[Data listing]
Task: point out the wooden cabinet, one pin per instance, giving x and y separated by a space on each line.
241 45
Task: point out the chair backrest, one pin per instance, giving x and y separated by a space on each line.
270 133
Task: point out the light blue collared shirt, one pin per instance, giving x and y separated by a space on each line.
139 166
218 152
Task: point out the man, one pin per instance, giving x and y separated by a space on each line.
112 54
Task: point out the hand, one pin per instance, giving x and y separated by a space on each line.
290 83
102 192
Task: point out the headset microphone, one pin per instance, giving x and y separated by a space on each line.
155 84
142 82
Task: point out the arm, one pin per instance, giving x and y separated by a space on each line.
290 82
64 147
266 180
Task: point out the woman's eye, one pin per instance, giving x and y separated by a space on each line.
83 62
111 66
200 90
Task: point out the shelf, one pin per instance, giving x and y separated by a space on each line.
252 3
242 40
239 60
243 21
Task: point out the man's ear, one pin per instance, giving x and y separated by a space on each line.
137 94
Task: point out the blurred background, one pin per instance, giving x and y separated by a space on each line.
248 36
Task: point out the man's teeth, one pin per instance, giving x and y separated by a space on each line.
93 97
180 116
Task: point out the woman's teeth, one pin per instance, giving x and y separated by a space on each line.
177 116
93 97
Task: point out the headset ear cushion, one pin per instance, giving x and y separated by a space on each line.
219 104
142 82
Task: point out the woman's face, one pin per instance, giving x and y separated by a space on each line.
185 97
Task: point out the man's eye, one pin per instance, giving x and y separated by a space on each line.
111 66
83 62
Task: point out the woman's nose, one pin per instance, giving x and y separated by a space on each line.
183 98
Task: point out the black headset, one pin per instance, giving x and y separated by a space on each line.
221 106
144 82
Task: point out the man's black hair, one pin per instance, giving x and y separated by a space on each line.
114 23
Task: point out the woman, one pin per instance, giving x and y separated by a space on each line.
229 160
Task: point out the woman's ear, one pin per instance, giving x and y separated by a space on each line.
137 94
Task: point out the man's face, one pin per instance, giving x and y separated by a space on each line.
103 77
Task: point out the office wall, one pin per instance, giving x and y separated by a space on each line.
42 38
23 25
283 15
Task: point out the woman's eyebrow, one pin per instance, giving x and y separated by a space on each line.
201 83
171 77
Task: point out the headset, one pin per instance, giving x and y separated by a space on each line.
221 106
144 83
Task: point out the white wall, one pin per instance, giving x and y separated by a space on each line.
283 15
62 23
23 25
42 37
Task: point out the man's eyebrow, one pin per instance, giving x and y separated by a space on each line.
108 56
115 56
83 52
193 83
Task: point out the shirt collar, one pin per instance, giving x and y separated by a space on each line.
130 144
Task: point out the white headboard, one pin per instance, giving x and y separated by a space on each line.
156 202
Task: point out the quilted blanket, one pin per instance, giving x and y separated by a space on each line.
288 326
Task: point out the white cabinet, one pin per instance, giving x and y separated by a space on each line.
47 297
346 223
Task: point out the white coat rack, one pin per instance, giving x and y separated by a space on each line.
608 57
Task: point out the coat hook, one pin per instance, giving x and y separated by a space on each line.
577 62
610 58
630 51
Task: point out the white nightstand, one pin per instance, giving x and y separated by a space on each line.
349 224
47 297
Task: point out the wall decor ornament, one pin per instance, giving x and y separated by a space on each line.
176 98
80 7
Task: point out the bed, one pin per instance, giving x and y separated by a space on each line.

» **AIM**
Repeat exactly, and only, the lines from the line with "Task: point out the quilted" through the end of the listing above, both ends included.

» **CORRECT RESULT**
Task: point out the quilted blanket, one pin per instance, giving x and y separated by a space on each line.
288 326
Task: point out the white cabinet, one pin per instance, giving x and y separated by a space on each line.
47 297
346 223
Task: point out the white coat rack, one pin per instance, giving x and y separated by a space on each line.
608 57
Task: point out the coat hook, one pin per instance, giving x and y separated by a space on each line.
577 62
610 58
630 51
Task: point out the white nightstand, one pin per instance, giving x and y separated by a space on each line.
349 224
47 297
Task: point out the wall decor ornament, one pin per instance, giving x and y separated by a space on each line.
176 98
80 7
Task: point out the bed, one pin per instance, giving x and y separated by a space on each line.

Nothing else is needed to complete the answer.